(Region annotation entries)
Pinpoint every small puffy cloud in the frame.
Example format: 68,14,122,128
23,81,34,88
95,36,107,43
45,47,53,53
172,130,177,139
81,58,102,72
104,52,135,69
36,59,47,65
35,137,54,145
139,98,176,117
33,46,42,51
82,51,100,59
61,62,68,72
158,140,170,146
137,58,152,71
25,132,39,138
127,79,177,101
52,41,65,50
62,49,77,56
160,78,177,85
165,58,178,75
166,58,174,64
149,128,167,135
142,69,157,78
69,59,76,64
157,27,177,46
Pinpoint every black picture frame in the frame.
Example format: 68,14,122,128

__WORK TO DO__
Could you reproduce all of the rows above word for word, leaving every line unchanged?

__RESULT OF THIS EXERCISE__
Pinpoint every small puffy cloud in the frame.
Example format: 68,14,122,128
23,81,34,88
95,36,107,43
45,47,53,53
172,130,177,139
81,58,102,72
104,52,135,69
36,59,47,65
35,137,54,145
139,98,176,117
33,46,42,51
82,51,100,59
61,62,68,72
158,140,170,146
137,58,152,71
25,132,39,138
127,79,177,101
52,41,65,50
62,49,77,56
160,78,177,85
165,58,178,75
166,58,174,64
149,128,167,135
142,69,157,78
69,59,76,64
157,27,177,46
Pinpoint every black picture frame in the frame.
Example format: 68,14,122,128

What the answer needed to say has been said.